### DOCUMENT SECTION
— BEGIN —

Wednesday, December 12, 2012

What's Camoflaged Blue and Screams a Lot?

A sailor in the issue Navy Working Uniform (NWU) that is on fire:

The Navy working uniform will melt when exposed to flames, a new report has found, potentially putting sailors at risk.

The digital blue NWUs — which are not rated as a flame-resistant uniform — are made of a 50/50 nylon-cotton blend that “will burn robustly until completely consumed,” according to the results of a mid-October test conducted by Navy Clothing and Textile Research Facility in Natick, Mass.

But not only that: Its nylon material “melts and drips as it burns,” according to the Oct. 15 report, which was obtained by Navy Times. “If this sticky molten material came in contact with skin it would contribute to increased burn injury…”

Sailors have been told by Navy leadership it’s OK to respond to fires in NWUs. Meanwhile, the testers concluded the uniform “is not recommended” in cases “where there is potential for a flame or thermal threat.”

Researchers tested the blue NWU uniform in mid-October as part of a larger electrical safety review. In the Natick test, testers hung 3-by-12-inch strips of NWU material alongside strips of flame-resistant Army and Marine uniforms, exposed them to flame for 12 seconds and observed the results.

The Army and Marine combat uniforms tested were made of flame-resistant materials. They didn’t burn after the flame was removed, experienced no melting and were only charred from 3 to 4 inches.

— END —

### Excerpts from a pointing dataset
— BEGIN —

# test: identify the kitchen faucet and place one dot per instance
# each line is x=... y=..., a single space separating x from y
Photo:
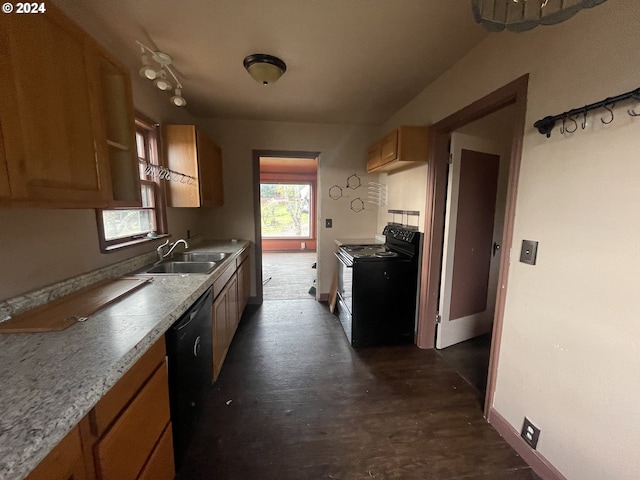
x=171 y=246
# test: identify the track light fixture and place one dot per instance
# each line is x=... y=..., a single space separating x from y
x=159 y=75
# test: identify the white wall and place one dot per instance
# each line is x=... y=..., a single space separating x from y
x=569 y=358
x=342 y=152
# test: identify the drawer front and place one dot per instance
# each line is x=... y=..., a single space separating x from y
x=110 y=406
x=222 y=280
x=242 y=257
x=160 y=465
x=125 y=448
x=64 y=462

— END —

### TASKS
• a. According to the Navy uniform post, what fabric blend is the digital blue NWU made of?
• b. Condense the paragraph of the Navy uniform post that begins "Researchers tested the blue NWU uniform" into a short bulleted list that keeps its main facts.
• c. Copy the passage of the Navy uniform post that starts with "What's Camoflaged Blue" and goes on through "in Natick, Mass.", without changing a word.
The entries come from a separate source and are unrelated to the Navy uniform post.

### EXERCISE RESPONSES
• a. It is made of a 50/50 nylon-cotton blend.

• b.
- Researchers tested the blue NWU in mid-October as part of a larger electrical safety review.
- In the Natick test, they hung 3-by-12-inch strips of NWU material beside strips of flame-resistant Army and Marine uniforms.
- The strips were exposed to flame for 12 seconds, and the results were observed.

• c.
What's Camoflaged Blue and Screams a Lot?

A sailor in the issue Navy Working Uniform (NWU) that is on fire:

The Navy working uniform will melt when exposed to flames, a new report has found, potentially putting sailors at risk.

The digital blue NWUs — which are not rated as a flame-resistant uniform — are made of a 50/50 nylon-cotton blend that “will burn robustly until completely consumed,” according to the results of a mid-October test conducted by Navy Clothing and Textile Research Facility in Natick, Mass.